(Collected data)
═══

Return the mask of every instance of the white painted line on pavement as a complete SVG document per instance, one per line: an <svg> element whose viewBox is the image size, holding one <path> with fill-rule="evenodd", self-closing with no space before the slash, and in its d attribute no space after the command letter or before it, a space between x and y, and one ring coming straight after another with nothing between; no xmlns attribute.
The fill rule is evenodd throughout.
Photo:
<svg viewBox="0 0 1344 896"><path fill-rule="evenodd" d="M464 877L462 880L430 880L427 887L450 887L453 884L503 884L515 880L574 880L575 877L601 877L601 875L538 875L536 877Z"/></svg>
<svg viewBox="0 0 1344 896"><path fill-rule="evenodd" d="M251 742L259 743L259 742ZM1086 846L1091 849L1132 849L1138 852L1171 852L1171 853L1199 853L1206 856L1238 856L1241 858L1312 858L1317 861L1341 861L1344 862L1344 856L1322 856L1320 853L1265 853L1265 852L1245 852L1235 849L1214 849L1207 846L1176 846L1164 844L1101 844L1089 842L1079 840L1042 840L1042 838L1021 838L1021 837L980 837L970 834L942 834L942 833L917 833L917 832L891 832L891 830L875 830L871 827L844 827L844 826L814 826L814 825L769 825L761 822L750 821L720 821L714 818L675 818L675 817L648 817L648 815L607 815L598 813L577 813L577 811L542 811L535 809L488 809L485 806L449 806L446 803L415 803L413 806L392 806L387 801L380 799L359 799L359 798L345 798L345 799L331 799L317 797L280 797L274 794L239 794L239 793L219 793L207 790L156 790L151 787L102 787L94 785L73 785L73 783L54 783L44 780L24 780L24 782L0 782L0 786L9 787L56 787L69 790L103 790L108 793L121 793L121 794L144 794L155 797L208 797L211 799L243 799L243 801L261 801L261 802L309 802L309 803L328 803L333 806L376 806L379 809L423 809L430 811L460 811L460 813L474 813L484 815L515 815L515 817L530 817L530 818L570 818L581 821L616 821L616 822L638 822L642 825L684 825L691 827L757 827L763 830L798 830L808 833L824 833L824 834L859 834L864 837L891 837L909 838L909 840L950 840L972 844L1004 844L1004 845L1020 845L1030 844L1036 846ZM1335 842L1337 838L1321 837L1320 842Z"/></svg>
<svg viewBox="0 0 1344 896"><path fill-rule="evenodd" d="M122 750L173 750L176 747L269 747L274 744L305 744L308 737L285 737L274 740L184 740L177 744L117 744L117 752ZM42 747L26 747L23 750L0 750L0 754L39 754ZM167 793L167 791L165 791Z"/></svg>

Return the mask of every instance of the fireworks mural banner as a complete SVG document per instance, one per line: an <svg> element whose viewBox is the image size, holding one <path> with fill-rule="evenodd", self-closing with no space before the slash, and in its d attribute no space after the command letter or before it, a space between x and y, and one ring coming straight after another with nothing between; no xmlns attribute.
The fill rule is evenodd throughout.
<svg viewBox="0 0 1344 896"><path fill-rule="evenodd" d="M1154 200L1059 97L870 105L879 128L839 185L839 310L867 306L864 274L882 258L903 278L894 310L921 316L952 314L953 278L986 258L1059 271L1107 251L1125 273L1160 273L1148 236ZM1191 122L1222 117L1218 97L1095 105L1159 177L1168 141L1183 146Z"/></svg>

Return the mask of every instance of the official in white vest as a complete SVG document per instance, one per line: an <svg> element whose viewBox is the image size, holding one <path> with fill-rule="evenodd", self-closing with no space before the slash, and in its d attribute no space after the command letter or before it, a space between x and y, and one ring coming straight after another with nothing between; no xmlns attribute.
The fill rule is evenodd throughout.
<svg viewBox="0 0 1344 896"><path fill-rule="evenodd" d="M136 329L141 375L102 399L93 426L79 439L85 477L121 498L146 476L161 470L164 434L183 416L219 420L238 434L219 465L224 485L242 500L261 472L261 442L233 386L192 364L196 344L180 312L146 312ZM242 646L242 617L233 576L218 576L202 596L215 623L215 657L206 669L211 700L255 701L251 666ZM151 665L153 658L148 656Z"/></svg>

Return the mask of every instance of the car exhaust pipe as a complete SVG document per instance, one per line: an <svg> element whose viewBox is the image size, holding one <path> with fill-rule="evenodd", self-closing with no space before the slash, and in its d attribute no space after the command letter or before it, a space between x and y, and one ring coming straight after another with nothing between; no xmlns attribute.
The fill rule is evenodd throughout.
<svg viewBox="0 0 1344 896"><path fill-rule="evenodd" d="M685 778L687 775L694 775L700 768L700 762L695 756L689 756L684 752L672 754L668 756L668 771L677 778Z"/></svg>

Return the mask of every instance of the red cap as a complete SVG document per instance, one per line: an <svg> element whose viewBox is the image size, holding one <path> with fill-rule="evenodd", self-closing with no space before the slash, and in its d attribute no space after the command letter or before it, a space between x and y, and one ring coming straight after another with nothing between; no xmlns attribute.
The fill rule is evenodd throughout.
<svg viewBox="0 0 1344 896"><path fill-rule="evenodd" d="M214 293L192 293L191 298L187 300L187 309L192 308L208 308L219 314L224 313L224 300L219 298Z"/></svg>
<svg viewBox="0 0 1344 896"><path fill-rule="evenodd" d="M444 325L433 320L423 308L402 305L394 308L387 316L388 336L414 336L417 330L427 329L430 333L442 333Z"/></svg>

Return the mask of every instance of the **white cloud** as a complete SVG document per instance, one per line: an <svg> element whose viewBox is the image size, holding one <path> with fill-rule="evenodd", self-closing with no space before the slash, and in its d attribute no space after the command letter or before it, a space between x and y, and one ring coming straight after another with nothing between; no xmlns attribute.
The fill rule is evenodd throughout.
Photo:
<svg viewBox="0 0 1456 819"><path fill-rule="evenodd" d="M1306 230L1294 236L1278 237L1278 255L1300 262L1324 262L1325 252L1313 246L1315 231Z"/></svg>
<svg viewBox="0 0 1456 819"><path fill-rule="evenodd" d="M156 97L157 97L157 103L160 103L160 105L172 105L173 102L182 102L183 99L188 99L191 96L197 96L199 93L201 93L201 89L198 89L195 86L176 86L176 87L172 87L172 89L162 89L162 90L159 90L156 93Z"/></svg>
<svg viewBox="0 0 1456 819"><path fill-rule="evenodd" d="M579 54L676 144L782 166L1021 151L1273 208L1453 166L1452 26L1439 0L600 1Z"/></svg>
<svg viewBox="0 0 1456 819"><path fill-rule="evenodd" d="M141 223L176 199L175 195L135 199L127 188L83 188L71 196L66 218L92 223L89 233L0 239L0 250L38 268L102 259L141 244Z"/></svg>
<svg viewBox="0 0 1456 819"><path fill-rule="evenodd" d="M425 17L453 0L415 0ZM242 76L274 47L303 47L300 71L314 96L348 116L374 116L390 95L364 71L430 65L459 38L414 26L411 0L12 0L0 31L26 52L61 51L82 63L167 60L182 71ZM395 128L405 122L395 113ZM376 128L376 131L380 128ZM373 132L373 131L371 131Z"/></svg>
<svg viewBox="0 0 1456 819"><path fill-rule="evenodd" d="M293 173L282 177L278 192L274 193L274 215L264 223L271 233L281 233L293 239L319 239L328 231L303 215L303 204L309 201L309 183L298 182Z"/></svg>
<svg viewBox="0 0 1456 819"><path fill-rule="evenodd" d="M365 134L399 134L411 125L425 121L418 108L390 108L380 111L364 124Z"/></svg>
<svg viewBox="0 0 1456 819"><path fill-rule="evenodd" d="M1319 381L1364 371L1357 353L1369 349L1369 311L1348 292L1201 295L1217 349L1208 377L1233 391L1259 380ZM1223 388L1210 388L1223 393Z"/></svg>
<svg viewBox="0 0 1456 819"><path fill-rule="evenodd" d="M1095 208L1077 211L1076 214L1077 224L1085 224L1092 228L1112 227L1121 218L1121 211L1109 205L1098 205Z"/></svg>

═══

Lay out all the rows above as a two-column CSV with the header request,response. Give one line per request, with the request text in the first quoted field and its answer in the second, and replace every line break inside a field with a space.

• _Reply_
request,response
"Return the mask of every instance of the white painted line on pavement as a complete SVG document per instance, one per line: an <svg> element whose viewBox is the image size, holding one <path> with fill-rule=""evenodd"", self-closing with no space before the slash, and in its d attribute no space after the command letter or before it, a space between x and y, and one ring coming straight after another with nothing between; no xmlns attribute. The fill rule is evenodd throughout. Photo:","<svg viewBox=""0 0 1344 896""><path fill-rule=""evenodd"" d=""M464 877L462 880L430 880L427 887L450 887L453 884L503 884L515 880L574 880L575 877L601 877L601 875L538 875L536 877Z""/></svg> <svg viewBox=""0 0 1344 896""><path fill-rule=""evenodd"" d=""M251 742L259 743L259 742ZM1086 846L1091 849L1132 849L1138 852L1171 852L1171 853L1199 853L1206 856L1238 856L1241 858L1312 858L1317 861L1341 861L1344 862L1344 856L1322 856L1320 853L1265 853L1265 852L1245 852L1235 849L1214 849L1207 846L1176 846L1164 844L1101 844L1089 842L1079 840L1042 840L1042 838L1021 838L1021 837L980 837L970 834L942 834L942 833L917 833L917 832L891 832L891 830L875 830L871 827L844 827L844 826L814 826L814 825L769 825L761 822L750 821L720 821L714 818L675 818L675 817L648 817L648 815L607 815L598 813L577 813L577 811L542 811L535 809L488 809L485 806L449 806L446 803L415 803L413 806L392 806L387 801L380 799L359 799L359 798L345 798L345 799L331 799L317 797L280 797L274 794L239 794L239 793L219 793L207 790L156 790L151 787L102 787L94 785L73 785L73 783L54 783L44 780L24 780L24 782L0 782L0 786L9 787L56 787L69 790L103 790L108 793L121 793L121 794L144 794L155 797L208 797L211 799L243 799L243 801L261 801L261 802L309 802L309 803L328 803L333 806L376 806L379 809L423 809L430 811L460 811L460 813L474 813L484 815L515 815L515 817L530 817L530 818L570 818L581 821L616 821L616 822L638 822L642 825L684 825L691 827L757 827L763 830L798 830L808 833L824 833L824 834L859 834L864 837L891 837L909 838L909 840L950 840L972 844L1004 844L1004 845L1020 845L1030 844L1036 846ZM1335 842L1337 838L1321 837L1320 842Z""/></svg> <svg viewBox=""0 0 1344 896""><path fill-rule=""evenodd"" d=""M122 750L173 750L176 747L269 747L274 744L305 744L308 737L285 737L274 740L184 740L177 744L117 744L117 752ZM42 747L26 747L23 750L0 750L0 754L39 754ZM167 793L167 791L165 791Z""/></svg>"
"Return the mask of every instance of the fireworks mural banner as a complete SVG document per instance, one per line: an <svg> element whose viewBox is the image size, holding one <path> with fill-rule=""evenodd"", self-closing with no space before the slash, and in its d attribute no space after the command letter or before it, a space between x and y, and one ring coming straight after another with nothing between; no xmlns attribute. The fill rule is evenodd throughout.","<svg viewBox=""0 0 1344 896""><path fill-rule=""evenodd"" d=""M1154 200L1059 97L870 105L879 128L839 185L839 310L867 306L864 274L882 258L903 278L894 310L921 316L952 314L953 278L986 258L1059 271L1107 251L1125 273L1160 273L1148 236ZM1191 122L1222 117L1218 97L1095 105L1159 177L1168 141L1183 146Z""/></svg>"
"Return the mask of every instance of the official in white vest as a complete SVG document per instance, one per line: an <svg> element whose viewBox is the image size, holding one <path> with fill-rule=""evenodd"", self-closing with no space before the slash, and in its d attribute no space after the command letter or before it, a space between x and y, and one ring coming straight after another with nothing between; no xmlns attribute. The fill rule is evenodd throughout.","<svg viewBox=""0 0 1344 896""><path fill-rule=""evenodd"" d=""M136 329L141 375L102 399L93 426L79 439L85 477L121 498L146 476L161 470L164 434L183 416L219 420L238 434L219 465L224 485L242 500L261 472L261 442L233 386L192 364L196 344L180 312L146 312ZM242 646L242 617L233 576L218 576L202 596L215 623L215 657L206 669L211 700L255 701L251 666ZM151 665L153 658L148 656Z""/></svg>"
"Return the mask of every instance of the car exhaust pipe as a complete SVG document per instance, one per line: an <svg> element whose viewBox is the image size, holding one <path> with fill-rule=""evenodd"", self-closing with no space before the slash, and in its d attribute no space after the command letter or before it, a space between x and y, and one ring coming straight after another with nothing between; no xmlns attribute. The fill rule is evenodd throughout.","<svg viewBox=""0 0 1344 896""><path fill-rule=""evenodd"" d=""M685 778L687 775L694 775L700 768L700 762L695 756L689 756L684 752L672 754L668 756L668 771L677 778Z""/></svg>"
"Return the mask of every instance of the red cap as a complete SVG document per instance, one per line: an <svg> element whose viewBox is the image size, holding one <path> with fill-rule=""evenodd"", self-closing with no space before the slash, and in its d attribute no space after the command letter or before it, a space between x and y, and one ring coming straight after another with nothing between; no xmlns attribute. The fill rule is evenodd throughout.","<svg viewBox=""0 0 1344 896""><path fill-rule=""evenodd"" d=""M214 293L192 293L191 298L187 300L187 309L192 308L208 308L219 314L224 313L224 300L219 298Z""/></svg> <svg viewBox=""0 0 1344 896""><path fill-rule=""evenodd"" d=""M444 325L433 320L423 308L402 305L394 308L387 316L388 336L414 336L417 330L427 329L430 333L442 333Z""/></svg>"
"Return the mask of every instance of the **white cloud** as a complete SVG document per instance, one per line: an <svg> element whose viewBox is the image size, holding one <path> with fill-rule=""evenodd"", self-closing with no space before the slash, and in its d attribute no space after the command letter or before it, a space between x and y, and one ring coming straight after another with nothing between; no xmlns attribute. The fill rule is evenodd throughout. Photo:","<svg viewBox=""0 0 1456 819""><path fill-rule=""evenodd"" d=""M1306 230L1294 236L1278 237L1278 255L1300 262L1324 262L1325 252L1313 246L1315 231Z""/></svg> <svg viewBox=""0 0 1456 819""><path fill-rule=""evenodd"" d=""M156 97L157 97L157 103L160 103L160 105L172 105L173 102L182 102L183 99L188 99L191 96L197 96L199 93L201 93L201 89L198 89L195 86L176 86L176 87L172 87L172 89L162 89L162 90L159 90L156 93Z""/></svg> <svg viewBox=""0 0 1456 819""><path fill-rule=""evenodd"" d=""M579 54L676 144L782 166L1021 151L1273 208L1453 166L1452 26L1439 0L600 1Z""/></svg> <svg viewBox=""0 0 1456 819""><path fill-rule=""evenodd"" d=""M141 223L176 199L175 195L135 199L127 188L83 188L71 196L66 218L92 223L89 233L0 239L0 250L38 268L102 259L141 244Z""/></svg> <svg viewBox=""0 0 1456 819""><path fill-rule=""evenodd"" d=""M425 17L453 0L415 0ZM242 76L274 47L303 47L300 71L314 96L348 116L374 116L390 95L364 71L430 65L459 38L414 26L411 0L12 0L0 31L26 52L61 51L82 63L167 60L182 71ZM395 128L405 122L395 113ZM376 128L376 131L380 128ZM373 132L373 131L371 131Z""/></svg> <svg viewBox=""0 0 1456 819""><path fill-rule=""evenodd"" d=""M293 173L282 177L278 192L274 193L274 215L264 223L271 233L281 233L293 239L319 239L328 231L303 215L303 204L309 201L309 183L298 182Z""/></svg> <svg viewBox=""0 0 1456 819""><path fill-rule=""evenodd"" d=""M365 134L399 134L411 125L425 121L418 108L390 108L380 111L364 124Z""/></svg> <svg viewBox=""0 0 1456 819""><path fill-rule=""evenodd"" d=""M1319 381L1364 371L1357 353L1369 349L1369 311L1348 292L1201 295L1217 349L1208 377L1233 391L1259 380ZM1223 388L1210 388L1223 393Z""/></svg> <svg viewBox=""0 0 1456 819""><path fill-rule=""evenodd"" d=""M1095 208L1077 211L1076 214L1077 224L1085 224L1092 228L1112 227L1121 218L1121 211L1109 205L1098 205Z""/></svg>"